(Bounding-box listing)

[BEGIN]

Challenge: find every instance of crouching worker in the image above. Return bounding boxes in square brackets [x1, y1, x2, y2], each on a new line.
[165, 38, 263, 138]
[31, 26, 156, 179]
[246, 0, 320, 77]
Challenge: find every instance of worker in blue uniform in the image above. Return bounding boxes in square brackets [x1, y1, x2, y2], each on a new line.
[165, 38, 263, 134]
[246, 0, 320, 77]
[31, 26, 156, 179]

[END]

Short exercise: Please count the lines of the listing above that contain the word "Return", and reply with the number alone.

Reply: 2